» **TEXTO DO EXERCÍCIO**:

◇ ◇ ◇

Uma sala traz imagens de Paris e de São Paulo feitas pelos artistas brasileiros Cássio Vasconcellos, Márcia Xavier, Vera Uberti, Caio Reisewitz, Jurandir Muller e Kiko Goifman e pelo francês Jean-Claude Ballot. A projeção de Vera Uberti, Refletir (2003), mostra um cubo espelhado sobre o rio Tietê refletindo a cidade e a sujeira do rio. “A pureza do cubo se vê às voltas com a força da história, o peso das forças produtivas, da destruição, da erosão, da sujeira”, afirma o curador dessa parte da mostra, Agnaldo Farias, acrescentando que o rio representa o tempo corrido, a história. A obra ao lado, de Márcia Xavier, também é um cubo espelhado, mas em seu interior o visitante pode olhar os entroncamentos de ruas da cidade, localizadas entre os rios Pinheiros e Tietê, presentes na fotografia que está no chão do cubo.

◇ ◇ ◇

» **TAREFA PROPOSTA A**: Transcreva literalmente um trecho do texto sobre a mostra, começando nas palavras "Uma sala traz" e parando depois de "chão do cubo.".
» **TAREFA PROPOSTA B**: Dê continuidade ao texto sobre a mostra, escrevendo o que viria logo após a última frase dele.
As linhas que aparecem depois deste texto têm outra origem.

[Entradas da coleção]
◇ ◇ ◇

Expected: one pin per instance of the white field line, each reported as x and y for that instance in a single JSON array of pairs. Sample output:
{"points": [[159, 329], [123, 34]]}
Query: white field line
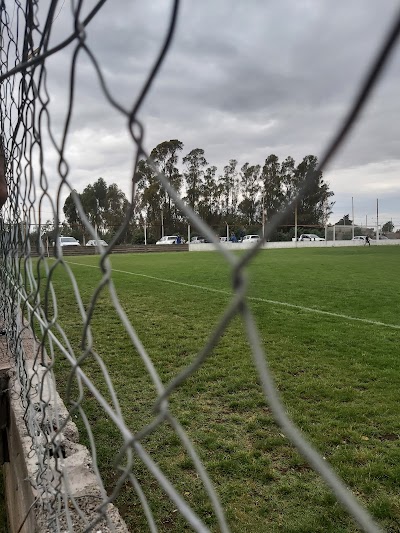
{"points": [[252, 298]]}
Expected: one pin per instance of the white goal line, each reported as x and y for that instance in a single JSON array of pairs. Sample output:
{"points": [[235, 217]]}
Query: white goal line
{"points": [[251, 298]]}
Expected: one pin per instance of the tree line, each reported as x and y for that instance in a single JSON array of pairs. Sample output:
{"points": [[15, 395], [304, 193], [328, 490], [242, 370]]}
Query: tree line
{"points": [[242, 197]]}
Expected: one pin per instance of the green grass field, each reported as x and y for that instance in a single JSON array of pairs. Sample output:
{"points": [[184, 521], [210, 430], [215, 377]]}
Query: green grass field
{"points": [[339, 379]]}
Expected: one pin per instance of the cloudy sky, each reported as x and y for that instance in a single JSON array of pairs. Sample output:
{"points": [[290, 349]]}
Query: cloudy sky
{"points": [[243, 79]]}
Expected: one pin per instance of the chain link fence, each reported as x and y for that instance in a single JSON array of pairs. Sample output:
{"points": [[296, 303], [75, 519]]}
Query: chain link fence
{"points": [[29, 299]]}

◇ ◇ ◇

» **RESPOSTA ESCRITA A**:
Uma sala traz imagens de Paris e de São Paulo feitas pelos artistas brasileiros Cássio Vasconcellos, Márcia Xavier, Vera Uberti, Caio Reisewitz, Jurandir Muller e Kiko Goifman e pelo francês Jean-Claude Ballot. A projeção de Vera Uberti, Refletir (2003), mostra um cubo espelhado sobre o rio Tietê refletindo a cidade e a sujeira do rio. “A pureza do cubo se vê às voltas com a força da história, o peso das forças produtivas, da destruição, da erosão, da sujeira”, afirma o curador dessa parte da mostra, Agnaldo Farias, acrescentando que o rio representa o tempo corrido, a história. A obra ao lado, de Márcia Xavier, também é um cubo espelhado, mas em seu interior o visitante pode olhar os entroncamentos de ruas da cidade, localizadas entre os rios Pinheiros e Tietê, presentes na fotografia que está no chão do cubo.

» **RESPOSTA ESCRITA B**:
Já o fotógrafo Cássio Vasconcellos mostra um olhar bem raro sobre paisagens conhecidas das duas cidades. Os recortes são tão diferenciados que fica difícil reconhecer a mesma Marginal do rio Tietê ou a Catedral da Sé, apesar da constante presença de escombros e detritos. Ele faz as imagens como que as desenhando com lanternas coloridas. E é também com muita luz que ele retrata a Torre Eiffel e outros monumentos da cidade que é, ela própria, um “monumento”, como a caracteriza Farias. “Paris é monumental e disso o artista não consegue escapar e nem quer escapar”, afirma o curador. “Ele traz também a idéia de organicidade entre natureza e artifício”, mostrando construções e estátuas em meio a plantas e galhos de árvores.

Influências mútuas
(no sentido horário):
Carandiru, de Caio Reisewitz,
Série Noturnos: Paris, de Cássio Vasconcellos,
Elevações, de Geórgia Kyriakakis, e
Série Noturnos: São Paulo
,
de Vasconcellos

Dois vídeos, um de Dora Longo Bahia e outro de Jurandir Müller e Kiko Goifman, mostram bairros da cidade. O primeiro traz imagens em ritmo acelerado de um carro que vai até São Miguel Paulista, contrapostas à imagem de uma palmeira balançando com o vento. O outro se concentra nas diversas paisagens da região da avenida São João, começando num parque de diversões e terminando num cartaz de filme pornográfico.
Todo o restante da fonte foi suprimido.